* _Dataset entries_
◆ ◆ ◆ ◆ ◆

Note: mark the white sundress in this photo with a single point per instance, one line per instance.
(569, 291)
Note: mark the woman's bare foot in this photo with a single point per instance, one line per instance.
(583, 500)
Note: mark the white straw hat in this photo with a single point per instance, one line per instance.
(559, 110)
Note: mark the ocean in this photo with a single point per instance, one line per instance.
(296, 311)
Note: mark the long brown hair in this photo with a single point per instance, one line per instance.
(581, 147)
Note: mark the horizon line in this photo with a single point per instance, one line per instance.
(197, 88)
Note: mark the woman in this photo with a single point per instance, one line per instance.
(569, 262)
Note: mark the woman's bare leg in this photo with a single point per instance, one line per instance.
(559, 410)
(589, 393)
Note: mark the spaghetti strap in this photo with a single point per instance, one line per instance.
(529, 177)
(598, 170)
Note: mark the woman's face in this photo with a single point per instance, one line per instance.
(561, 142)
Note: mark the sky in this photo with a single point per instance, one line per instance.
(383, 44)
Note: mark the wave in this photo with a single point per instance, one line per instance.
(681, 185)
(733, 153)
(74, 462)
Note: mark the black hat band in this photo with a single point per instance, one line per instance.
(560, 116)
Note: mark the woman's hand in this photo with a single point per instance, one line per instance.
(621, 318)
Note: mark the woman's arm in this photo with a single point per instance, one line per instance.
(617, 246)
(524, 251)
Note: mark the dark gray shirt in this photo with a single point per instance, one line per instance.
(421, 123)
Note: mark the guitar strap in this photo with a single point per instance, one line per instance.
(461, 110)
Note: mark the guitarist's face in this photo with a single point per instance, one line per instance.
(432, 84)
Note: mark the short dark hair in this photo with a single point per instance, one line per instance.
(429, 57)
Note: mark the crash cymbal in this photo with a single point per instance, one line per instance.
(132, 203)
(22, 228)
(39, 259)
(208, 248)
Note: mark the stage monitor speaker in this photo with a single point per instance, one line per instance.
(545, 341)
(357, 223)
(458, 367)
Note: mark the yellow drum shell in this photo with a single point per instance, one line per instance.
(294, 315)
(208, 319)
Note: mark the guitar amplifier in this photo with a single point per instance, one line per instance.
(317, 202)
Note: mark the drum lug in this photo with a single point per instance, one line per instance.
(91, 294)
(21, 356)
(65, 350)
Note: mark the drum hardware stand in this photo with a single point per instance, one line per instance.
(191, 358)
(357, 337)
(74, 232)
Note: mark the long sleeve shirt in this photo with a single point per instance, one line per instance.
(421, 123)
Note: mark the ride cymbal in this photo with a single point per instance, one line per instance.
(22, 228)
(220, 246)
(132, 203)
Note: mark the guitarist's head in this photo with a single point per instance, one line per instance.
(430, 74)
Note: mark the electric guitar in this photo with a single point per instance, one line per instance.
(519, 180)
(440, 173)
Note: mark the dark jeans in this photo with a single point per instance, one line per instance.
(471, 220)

◆ ◆ ◆ ◆ ◆

* _WHAT YOU ARE ASKED TO DO_
Every entry is to be transcribed exactly as it stands.

* _SOLUTION FOR THIS PROBLEM_
Note: mark the white sundress in this photo with a single point per instance, one line per instance.
(569, 291)
Note: mark the woman's bare foot in this photo with a single point per instance, one line per instance.
(583, 500)
Note: mark the white straw hat in this photo with a single point per instance, one line per instance.
(559, 110)
Note: mark the ocean in this photo with a single point per instance, one line per instance.
(296, 311)
Note: mark the long brown hair in this photo with a single point per instance, one line per instance.
(581, 147)
Note: mark the horizon line in this photo with a single point per instance, one line per instance.
(197, 88)
Note: mark the woman in this photo with a single point per instance, one line per instance.
(569, 262)
Note: mark the woman's bare leg in this photo with a single point per instance, one line per instance.
(559, 410)
(589, 393)
Note: mark the spaghetti strap in this photo with a single point per instance, one line per instance.
(529, 177)
(598, 170)
Note: mark the woman's face in this photo with a single point per instance, one line per instance.
(561, 142)
Note: mark the sky in this photo with a single point per instance, one line per instance.
(383, 44)
Note: mark the wave in this photo with a single point per instance, one line per instance.
(681, 185)
(733, 153)
(74, 462)
Note: mark the black hat band in this photo with a single point per instance, one line per instance.
(560, 116)
Note: mark the woman's hand in this photo with a single point per instance, one line per instance.
(621, 318)
Note: mark the woman's arm in this photo with a single point per instance, one line per instance.
(617, 246)
(524, 251)
Note: mark the dark gray shirt in this photo with a single point per instance, one line per instance.
(421, 123)
Note: mark the guitar strap in this photo with a single point per instance, one line per instance.
(461, 110)
Note: mark the guitarist's face in this photo with a single point per instance, one line per instance.
(432, 84)
Note: mark the short dark hair in this photo with a single point per instance, one line per instance.
(429, 57)
Note: mark the crash cymbal in this photo with a single point per instance, one line per instance.
(132, 203)
(22, 228)
(39, 259)
(208, 248)
Note: mark the stage monitor speaker in this photo with a single point per instance, one line per instance.
(545, 341)
(357, 223)
(458, 367)
Note: mark the yellow drum shell in this photo with a single point per instance, one line per instance.
(294, 315)
(208, 319)
Note: mark the guitar amplifier in this photo with a single point per instance, one line per instance.
(317, 202)
Note: mark the drum lug in this photo with a single point per instance, one line per instance.
(91, 294)
(21, 356)
(65, 350)
Note: mark the drum hardware stand in this photo with a single point per instance, one line per instance.
(191, 358)
(357, 337)
(74, 232)
Note: mark the long sleeve shirt in this photo with a single point per instance, one line per instance.
(421, 123)
Note: mark the ride cymbal in this photo with a single point per instance, one line per instance.
(22, 228)
(220, 246)
(132, 203)
Note: mark the guitarist's head in this photo with a single point per instance, one line per instance.
(430, 74)
Note: mark the electric guitar in this photo with a single point per instance, one line per instance.
(519, 180)
(440, 173)
Note: mark the dark jeans in this photo with a single point per instance, one line per instance.
(471, 220)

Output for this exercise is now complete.